━━━━━ SELECTED EXTRACT ━━━━━

There are those moments in life when something you know in your head sinks down into your heart and lands with a “whump!” that reverberates throughout your whole being. What you knew to be true, or what you repeated to yourself over and over again is suddenly something you can feel. Many times these transitions sneak up on you, quiet, like the still small voice of God. That’s how it was for me the other day.
My framework for life has been to respond to needs and desires. So, you tell me what it is you need from me, and I will do my best to achieve it. In more recent years I have come to see that there are design pieces wired in there and I do try to function in those areas. But even so, I wait for a request. The impetus comes from outside of me. In my head I know that God made me with a specific set of gifts and I am to live according to that design, not to need. That was all fine and good, but in my emotional view of life, it all still hinged on people outside of me.
Well, the pot has been boiling lately, thanks to a recent album release from Sapphire. The teaching is called “Office of Personhood” and it is a gem. This teaching addresses the issue of emotionally embracing that you are a Person, not just an entity that accomplishes things. In Arthur’s words, a commodity. Like a bar of soap. Or a garden hose.

━━━━━ STORED DATA ━━━━━

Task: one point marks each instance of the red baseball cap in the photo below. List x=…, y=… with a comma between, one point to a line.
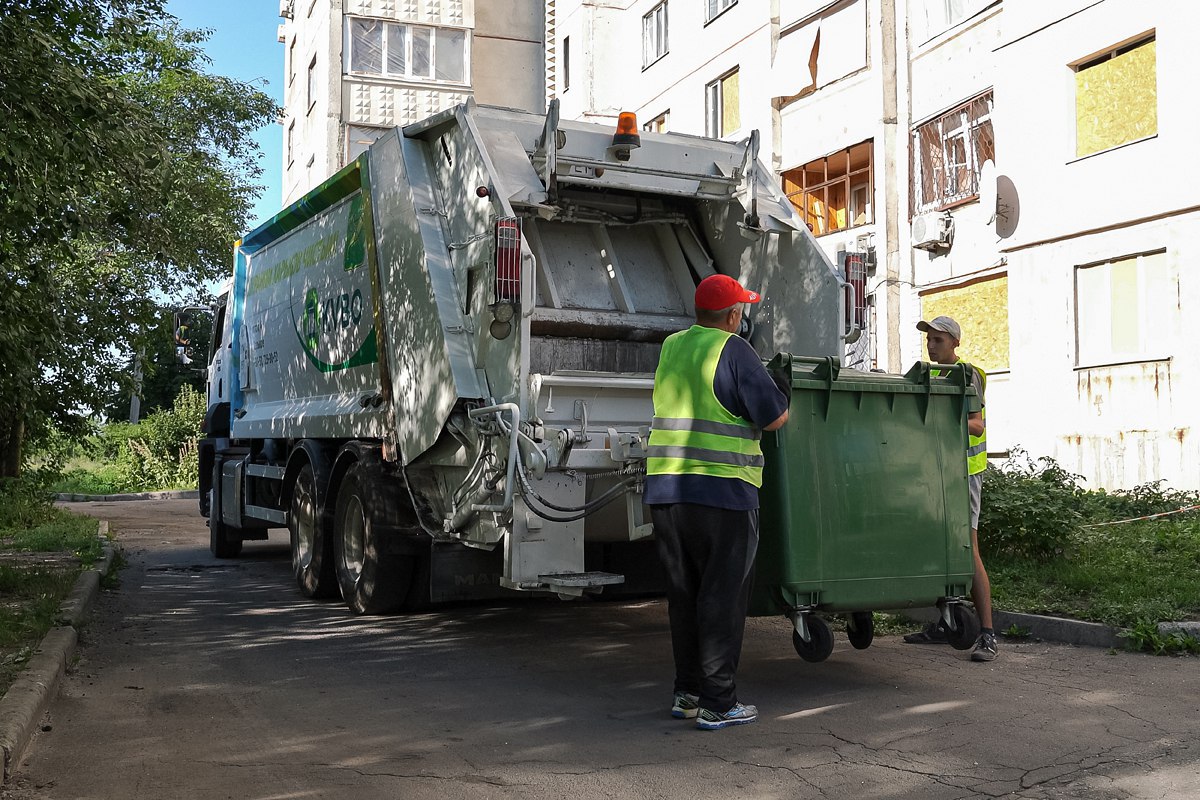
x=718, y=292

━━━━━

- [OBJECTIVES]:
• a. In the personhood passage, what is the teaching from Sapphire's recent album release called?
• b. Translate this sentence from the personhood passage into Spanish: "The impetus comes from outside of me."

- [SOLUTIONS TO THE PROBLEMS]:
• a. "Office of Personhood"

• b. El impulso viene de fuera de mí.